» **Aim**
Set out each line of the listing below as a two-column Markdown table headed Row and Line, numbering the rows in order and leaving out blank lines.

Annotated coordinate records:
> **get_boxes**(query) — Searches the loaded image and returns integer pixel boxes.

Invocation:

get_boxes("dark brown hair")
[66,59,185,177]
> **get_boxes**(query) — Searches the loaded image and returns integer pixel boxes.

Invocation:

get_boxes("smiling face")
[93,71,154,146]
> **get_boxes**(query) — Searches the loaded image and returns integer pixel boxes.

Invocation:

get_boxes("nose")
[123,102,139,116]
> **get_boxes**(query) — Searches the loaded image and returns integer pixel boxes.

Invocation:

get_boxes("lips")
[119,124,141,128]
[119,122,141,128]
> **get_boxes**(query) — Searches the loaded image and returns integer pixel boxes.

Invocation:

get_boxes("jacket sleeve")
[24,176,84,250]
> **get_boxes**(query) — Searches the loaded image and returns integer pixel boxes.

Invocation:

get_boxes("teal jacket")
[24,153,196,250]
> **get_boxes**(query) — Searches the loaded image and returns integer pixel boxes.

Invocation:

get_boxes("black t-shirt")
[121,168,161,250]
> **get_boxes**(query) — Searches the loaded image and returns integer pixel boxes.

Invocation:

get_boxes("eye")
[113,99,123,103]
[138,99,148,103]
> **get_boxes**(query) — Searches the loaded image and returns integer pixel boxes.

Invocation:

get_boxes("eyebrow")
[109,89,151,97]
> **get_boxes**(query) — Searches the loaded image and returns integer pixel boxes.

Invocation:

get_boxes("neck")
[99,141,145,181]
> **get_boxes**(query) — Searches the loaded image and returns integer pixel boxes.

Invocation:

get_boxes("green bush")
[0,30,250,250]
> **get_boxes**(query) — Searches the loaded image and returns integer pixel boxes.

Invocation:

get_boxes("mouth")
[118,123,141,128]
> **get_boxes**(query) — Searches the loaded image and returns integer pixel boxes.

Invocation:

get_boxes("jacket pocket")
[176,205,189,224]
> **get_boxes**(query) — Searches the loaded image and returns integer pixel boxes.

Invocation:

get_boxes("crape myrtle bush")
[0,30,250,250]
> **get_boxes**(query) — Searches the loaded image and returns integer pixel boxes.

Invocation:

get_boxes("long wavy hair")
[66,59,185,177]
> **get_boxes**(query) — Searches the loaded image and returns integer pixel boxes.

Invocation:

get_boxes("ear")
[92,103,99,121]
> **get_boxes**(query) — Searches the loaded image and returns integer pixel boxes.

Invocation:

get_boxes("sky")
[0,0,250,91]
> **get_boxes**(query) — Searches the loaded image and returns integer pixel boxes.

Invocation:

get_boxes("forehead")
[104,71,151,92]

» **Task solution**
| Row | Line |
|---|---|
| 1 | > **get_boxes**(query) — Searches the loaded image and returns integer pixel boxes. |
| 2 | Invocation: |
| 3 | get_boxes("dark brown hair") |
| 4 | [66,59,185,177] |
| 5 | > **get_boxes**(query) — Searches the loaded image and returns integer pixel boxes. |
| 6 | Invocation: |
| 7 | get_boxes("smiling face") |
| 8 | [93,71,154,146] |
| 9 | > **get_boxes**(query) — Searches the loaded image and returns integer pixel boxes. |
| 10 | Invocation: |
| 11 | get_boxes("nose") |
| 12 | [123,102,139,116] |
| 13 | > **get_boxes**(query) — Searches the loaded image and returns integer pixel boxes. |
| 14 | Invocation: |
| 15 | get_boxes("lips") |
| 16 | [119,124,141,128] |
| 17 | [119,122,141,128] |
| 18 | > **get_boxes**(query) — Searches the loaded image and returns integer pixel boxes. |
| 19 | Invocation: |
| 20 | get_boxes("jacket sleeve") |
| 21 | [24,176,84,250] |
| 22 | > **get_boxes**(query) — Searches the loaded image and returns integer pixel boxes. |
| 23 | Invocation: |
| 24 | get_boxes("teal jacket") |
| 25 | [24,153,196,250] |
| 26 | > **get_boxes**(query) — Searches the loaded image and returns integer pixel boxes. |
| 27 | Invocation: |
| 28 | get_boxes("black t-shirt") |
| 29 | [121,168,161,250] |
| 30 | > **get_boxes**(query) — Searches the loaded image and returns integer pixel boxes. |
| 31 | Invocation: |
| 32 | get_boxes("eye") |
| 33 | [113,99,123,103] |
| 34 | [138,99,148,103] |
| 35 | > **get_boxes**(query) — Searches the loaded image and returns integer pixel boxes. |
| 36 | Invocation: |
| 37 | get_boxes("eyebrow") |
| 38 | [109,89,151,97] |
| 39 | > **get_boxes**(query) — Searches the loaded image and returns integer pixel boxes. |
| 40 | Invocation: |
| 41 | get_boxes("neck") |
| 42 | [99,141,145,181] |
| 43 | > **get_boxes**(query) — Searches the loaded image and returns integer pixel boxes. |
| 44 | Invocation: |
| 45 | get_boxes("green bush") |
| 46 | [0,30,250,250] |
| 47 | > **get_boxes**(query) — Searches the loaded image and returns integer pixel boxes. |
| 48 | Invocation: |
| 49 | get_boxes("mouth") |
| 50 | [118,123,141,128] |
| 51 | > **get_boxes**(query) — Searches the loaded image and returns integer pixel boxes. |
| 52 | Invocation: |
| 53 | get_boxes("jacket pocket") |
| 54 | [176,205,189,224] |
| 55 | > **get_boxes**(query) — Searches the loaded image and returns integer pixel boxes. |
| 56 | Invocation: |
| 57 | get_boxes("crape myrtle bush") |
| 58 | [0,30,250,250] |
| 59 | > **get_boxes**(query) — Searches the loaded image and returns integer pixel boxes. |
| 60 | Invocation: |
| 61 | get_boxes("long wavy hair") |
| 62 | [66,59,185,177] |
| 63 | > **get_boxes**(query) — Searches the loaded image and returns integer pixel boxes. |
| 64 | Invocation: |
| 65 | get_boxes("ear") |
| 66 | [92,103,99,121] |
| 67 | > **get_boxes**(query) — Searches the loaded image and returns integer pixel boxes. |
| 68 | Invocation: |
| 69 | get_boxes("sky") |
| 70 | [0,0,250,91] |
| 71 | > **get_boxes**(query) — Searches the loaded image and returns integer pixel boxes. |
| 72 | Invocation: |
| 73 | get_boxes("forehead") |
| 74 | [104,71,151,92] |